Reagan, in so many ways, summed up Middle America’s idea of success. He entered adulthood as a strong Christian (though mostly privately so), starred in his first Hollywood movie Knute Rockne in 1940, and because of poor eyesight was activated from the Reserves only into the army’s Public Relations operations during World War Two. Then after the war he became a strong Democrat, combining his ongoing movie career with his interest in political fairness, serving as president of the Screen Actors Guild (1947-1952), during some of the toughest times for Hollywood when America was experiencing an intense Communist scare.
But gradually his interest in the world of politics pulled him over in the direction of the Republican Party, as he became a strong Eisenhower and Nixon supporter. Then in 1964 he was called on to address the Republican National Convention (which nominated the quite Conservative Barry Goldwater as its presidential candidate that year), which led the California Republican Party to ask him to run as governor in 1966 against the two-term Democrat incumbent Pat Brown. Winning that race, as California governor he was careful to restrict excessive government spending, pleasing the California electorate enough to re-elect him four years later in 1970.
As his second term came to a close, he began preparations to run for the U.S. presidency, although the Republicans ultimately chose Ford to run for them in the 1976 race. Reagan would try again four years later in 1980, except this time he would not only gain the Republican nomination, he would win the U.S. presidency.
Most interesting, symbolizing a new era in American political life, the very day that he was sworn in as president, the Iranians finally released the American embassy hostages they had been holding for well over a year, although actually it was Carter that had negotiated the release. But visual credit would play most positively to the new Reagan presidency, people finding it easy to believe that the Iranians were rather nervous about having to deal with Reagan over the matter.
Reagan’s near assassination. A “tough” Reagan would also quickly present itself to the American public, and the world, when, in March of his first months in office, a crazed assassin shot and wounded both Reagan and his press secretary James Brady. Reagan would come back quickly from a punctured lung, though Brady would remain permanently paralyzed. Most interestingly, this event increased Reagan’s national popularity rating greatly, to nearly 75%.
The air traffic controllers strike. And the public would stand strongly with him when he mobilized the military to take over air traffic control when in August of that same year (1981) the national air traffic controllers union went on strike, attempting to shut down air travel in order to negotiate a stronger labor contract. The union was humiliated, air traffic continued, though reduced in volume until the 11,000 fired air traffic controllers could be replaced. And the nation stood strongly with Reagan in the matter. Lesson learned: do not mess with American national security with Reagan in the White House!
Grenada. In the realm of foreign affairs, Reagan showed this same toughness, although it was accompanied by a very wise sense of political calculation. In October of 1983 Reagan sent American troops to intervene in political developments in the tiny Caribbean Island of Grenada, when Marxists conducted a military coup to take over the island. Reagan did so because Grenada lay most strategically along the naval route leading to the Panama Canal, and Reagan did not want to see any further loss to America of its position in the region. But he did so also with the strong support of the leaders of other islands in the region. But broader world opinion stood against Reagan, when the U.N. General Assembly protested strongly against Reagan’s move. But Reagan proved to be so unmoved by “world public opinion” that the world found good cause to get over its feelings quickly on the matter.

## Set of tasks
A. Answer these questions using the passage on Reagan:
(i) During which years did Reagan serve as president of the Screen Actors Guild?
(ii) Who was Reagan's opponent in the 1966 race for California governor?
(iii) How many fired air traffic controllers had to be replaced?
B. Name every person other than Reagan who is mentioned in the passage on Reagan.

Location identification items
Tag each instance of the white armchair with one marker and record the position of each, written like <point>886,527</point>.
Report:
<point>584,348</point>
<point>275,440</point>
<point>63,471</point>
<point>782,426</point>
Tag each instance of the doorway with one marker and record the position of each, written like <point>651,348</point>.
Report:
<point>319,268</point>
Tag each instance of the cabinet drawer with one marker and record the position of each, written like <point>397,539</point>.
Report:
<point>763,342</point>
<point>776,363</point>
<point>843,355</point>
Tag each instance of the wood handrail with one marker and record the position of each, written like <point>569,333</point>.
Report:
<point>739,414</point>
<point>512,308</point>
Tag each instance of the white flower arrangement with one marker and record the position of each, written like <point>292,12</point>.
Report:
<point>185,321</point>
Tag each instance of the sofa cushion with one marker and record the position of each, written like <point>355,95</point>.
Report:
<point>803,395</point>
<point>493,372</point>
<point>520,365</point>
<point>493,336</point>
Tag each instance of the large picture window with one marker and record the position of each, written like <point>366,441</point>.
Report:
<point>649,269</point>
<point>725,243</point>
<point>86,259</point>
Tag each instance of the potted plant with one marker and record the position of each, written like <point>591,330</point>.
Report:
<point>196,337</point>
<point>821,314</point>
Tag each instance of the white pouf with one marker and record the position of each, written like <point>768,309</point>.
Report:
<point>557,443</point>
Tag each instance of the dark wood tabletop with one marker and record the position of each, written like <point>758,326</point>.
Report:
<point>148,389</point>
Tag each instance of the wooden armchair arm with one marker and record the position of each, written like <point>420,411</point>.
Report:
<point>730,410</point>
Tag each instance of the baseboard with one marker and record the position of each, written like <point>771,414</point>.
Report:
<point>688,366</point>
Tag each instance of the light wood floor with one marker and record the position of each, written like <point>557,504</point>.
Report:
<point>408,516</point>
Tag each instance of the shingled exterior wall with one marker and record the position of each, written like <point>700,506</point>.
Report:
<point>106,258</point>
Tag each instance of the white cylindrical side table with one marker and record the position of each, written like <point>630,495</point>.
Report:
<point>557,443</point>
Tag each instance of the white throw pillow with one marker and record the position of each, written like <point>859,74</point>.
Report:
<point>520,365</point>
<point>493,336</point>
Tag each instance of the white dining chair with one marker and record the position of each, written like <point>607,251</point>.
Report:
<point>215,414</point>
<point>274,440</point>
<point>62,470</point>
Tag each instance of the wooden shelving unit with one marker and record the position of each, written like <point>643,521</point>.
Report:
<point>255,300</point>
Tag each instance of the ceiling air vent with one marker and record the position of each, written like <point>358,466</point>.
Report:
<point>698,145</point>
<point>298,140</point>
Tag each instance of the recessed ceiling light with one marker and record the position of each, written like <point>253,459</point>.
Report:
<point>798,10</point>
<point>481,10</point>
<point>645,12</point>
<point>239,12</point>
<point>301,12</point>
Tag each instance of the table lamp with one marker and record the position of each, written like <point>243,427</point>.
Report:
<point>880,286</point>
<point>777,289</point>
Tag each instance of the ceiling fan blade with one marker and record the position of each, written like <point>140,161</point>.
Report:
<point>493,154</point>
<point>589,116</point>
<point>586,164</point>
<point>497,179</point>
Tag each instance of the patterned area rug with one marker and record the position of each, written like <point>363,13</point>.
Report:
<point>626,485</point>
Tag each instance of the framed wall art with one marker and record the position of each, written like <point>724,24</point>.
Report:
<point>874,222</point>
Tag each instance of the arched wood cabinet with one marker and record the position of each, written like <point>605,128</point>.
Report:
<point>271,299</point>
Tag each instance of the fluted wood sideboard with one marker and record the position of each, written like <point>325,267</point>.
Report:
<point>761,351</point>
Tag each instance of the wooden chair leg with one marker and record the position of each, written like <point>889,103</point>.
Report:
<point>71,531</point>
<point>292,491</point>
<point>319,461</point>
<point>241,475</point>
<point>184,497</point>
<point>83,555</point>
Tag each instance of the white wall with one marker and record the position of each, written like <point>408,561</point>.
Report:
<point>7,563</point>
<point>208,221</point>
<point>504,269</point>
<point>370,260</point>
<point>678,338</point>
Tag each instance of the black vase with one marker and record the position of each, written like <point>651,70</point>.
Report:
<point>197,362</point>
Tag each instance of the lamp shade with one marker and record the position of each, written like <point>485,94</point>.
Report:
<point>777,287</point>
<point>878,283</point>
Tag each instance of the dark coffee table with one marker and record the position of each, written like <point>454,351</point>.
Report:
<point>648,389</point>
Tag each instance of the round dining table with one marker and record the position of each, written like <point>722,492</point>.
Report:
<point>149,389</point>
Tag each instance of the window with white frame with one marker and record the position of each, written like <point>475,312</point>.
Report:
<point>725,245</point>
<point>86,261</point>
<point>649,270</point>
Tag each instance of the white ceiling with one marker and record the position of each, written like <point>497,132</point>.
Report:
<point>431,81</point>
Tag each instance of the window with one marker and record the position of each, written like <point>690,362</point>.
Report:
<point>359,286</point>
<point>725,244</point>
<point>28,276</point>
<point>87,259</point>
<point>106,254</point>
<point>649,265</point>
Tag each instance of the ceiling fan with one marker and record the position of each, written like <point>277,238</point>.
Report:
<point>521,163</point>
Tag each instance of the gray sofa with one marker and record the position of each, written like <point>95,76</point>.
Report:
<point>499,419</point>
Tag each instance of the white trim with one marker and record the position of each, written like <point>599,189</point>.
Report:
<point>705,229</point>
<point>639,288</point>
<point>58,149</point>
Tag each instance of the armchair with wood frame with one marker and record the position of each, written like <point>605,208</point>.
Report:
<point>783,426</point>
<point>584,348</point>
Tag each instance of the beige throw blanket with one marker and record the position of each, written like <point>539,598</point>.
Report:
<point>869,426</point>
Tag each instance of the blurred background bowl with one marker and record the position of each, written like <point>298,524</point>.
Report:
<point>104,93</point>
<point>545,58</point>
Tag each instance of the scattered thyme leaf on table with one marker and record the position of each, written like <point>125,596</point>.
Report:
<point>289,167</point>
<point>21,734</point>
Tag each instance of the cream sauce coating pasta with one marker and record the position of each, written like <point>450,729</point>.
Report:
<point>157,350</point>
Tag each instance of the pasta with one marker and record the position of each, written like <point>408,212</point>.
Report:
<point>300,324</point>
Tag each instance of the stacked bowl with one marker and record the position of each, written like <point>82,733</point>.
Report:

## Results
A.
(i) 1947-1952
(ii) Pat Brown
(iii) 11,000

B. Eisenhower, Nixon, Barry Goldwater, Pat Brown, Ford, Carter, James Brady